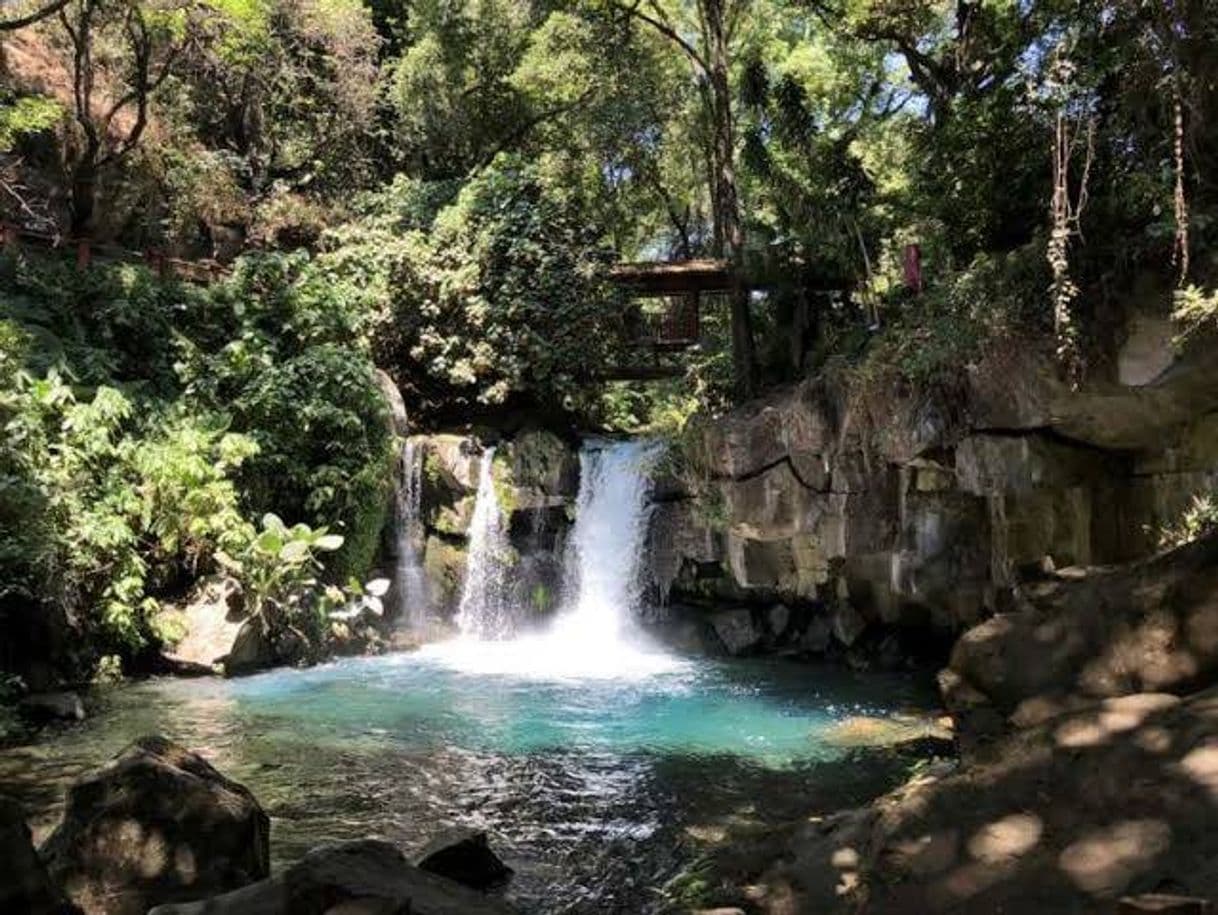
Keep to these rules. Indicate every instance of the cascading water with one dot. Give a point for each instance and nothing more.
(485, 612)
(594, 634)
(602, 568)
(413, 592)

----

= Given request =
Please copy the text and points of the records above word for word, leaving out the pictures.

= Answer to this exercise =
Keep to these rules. Indicate every instance of the cascading water with one dot. Give a point for each instance and nothing more.
(485, 612)
(594, 634)
(602, 568)
(413, 592)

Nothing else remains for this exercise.